§ **Records to process**
****************
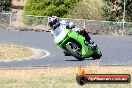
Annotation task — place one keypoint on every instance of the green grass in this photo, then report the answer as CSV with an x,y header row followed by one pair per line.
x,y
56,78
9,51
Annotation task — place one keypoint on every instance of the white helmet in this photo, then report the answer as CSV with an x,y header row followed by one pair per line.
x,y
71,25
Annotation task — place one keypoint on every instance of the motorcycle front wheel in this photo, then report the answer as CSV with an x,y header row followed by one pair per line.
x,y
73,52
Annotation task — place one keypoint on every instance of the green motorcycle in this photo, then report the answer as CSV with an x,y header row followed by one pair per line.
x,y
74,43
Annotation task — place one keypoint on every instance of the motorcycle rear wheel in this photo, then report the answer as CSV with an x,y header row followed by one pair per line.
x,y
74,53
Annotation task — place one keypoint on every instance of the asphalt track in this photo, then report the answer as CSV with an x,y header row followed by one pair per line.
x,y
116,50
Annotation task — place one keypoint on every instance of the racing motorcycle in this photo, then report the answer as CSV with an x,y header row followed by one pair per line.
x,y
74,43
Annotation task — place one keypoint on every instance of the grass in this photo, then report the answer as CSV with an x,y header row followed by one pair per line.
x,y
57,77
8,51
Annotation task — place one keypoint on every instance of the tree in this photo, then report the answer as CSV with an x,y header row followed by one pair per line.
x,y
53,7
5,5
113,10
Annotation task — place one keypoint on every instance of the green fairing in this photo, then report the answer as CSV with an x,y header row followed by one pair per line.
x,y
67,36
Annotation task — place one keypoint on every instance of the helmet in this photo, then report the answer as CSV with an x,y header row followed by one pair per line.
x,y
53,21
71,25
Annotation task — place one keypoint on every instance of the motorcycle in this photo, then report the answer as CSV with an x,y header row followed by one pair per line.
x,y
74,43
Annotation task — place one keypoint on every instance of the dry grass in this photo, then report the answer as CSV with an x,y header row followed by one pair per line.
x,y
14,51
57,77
****************
§ **Task directions**
Write out every line above exactly as it is, leaving out the pictures.

§ **Output of the exercise**
Annotation task — place one keypoint on every instance of the green grass in this photo, then report the answer as CSV with an x,y header row followed by one pair per line.
x,y
56,78
9,51
Annotation task — place one keypoint on every instance of the white helmet in this photo, then report the answer as CSV with an x,y header row followed by one pair per line.
x,y
71,25
Annotation task — place one keypoint on every instance of the motorcycle front wheel in this photo, then report the answer as CSV with an x,y header row followed by one pair per line.
x,y
73,52
Annotation task — place one keypoint on every instance of the green motorcycle in this photo, then report the answer as CSV with an x,y header row followed by one pair per line.
x,y
74,43
Annotation task — place one keypoint on every instance of the motorcycle rear wheel in this photo, then report the answer as CSV with an x,y header row followed by one pair per line.
x,y
74,53
Annotation task — place one keypoint on every instance of the asphalt track in this photo, then report the answer as CSV with an x,y header row followed by one pair per line.
x,y
116,50
Annotation task — place one keypoint on every instance of the racing motorcycle in this photo, then report the answer as CSV with an x,y header row followed by one pair per line.
x,y
74,43
Annotation task — place one keypoint on every instance of the grass in this photo, then report the answer as CSV with an x,y header row followed by one pair per line.
x,y
57,77
8,51
Annotation task — place one keypoint on every instance of the tree in this photo, then report the answer as CSV with an x,y header row followed by one pair per line.
x,y
53,7
5,5
113,10
Annotation task — place one keypoint on every instance of the green fairing in this photo, then report the answer as CSV with an x,y header row followed by one pair per line.
x,y
67,36
Annotation task — place one keypoint on every instance of the helmet in this photo, then report the answer as CSV with an x,y header row followed by one pair per line.
x,y
53,21
71,25
Annotation task — place one keypoint on every instance of the motorcycle in this photo, then report the answer as CSV with an x,y header row followed by one pair per line.
x,y
74,43
Annotation task — place one keypoint on every instance of the dry grass in this photo, then report the answer as CSV with an x,y header row followed by one pair per line.
x,y
14,51
57,77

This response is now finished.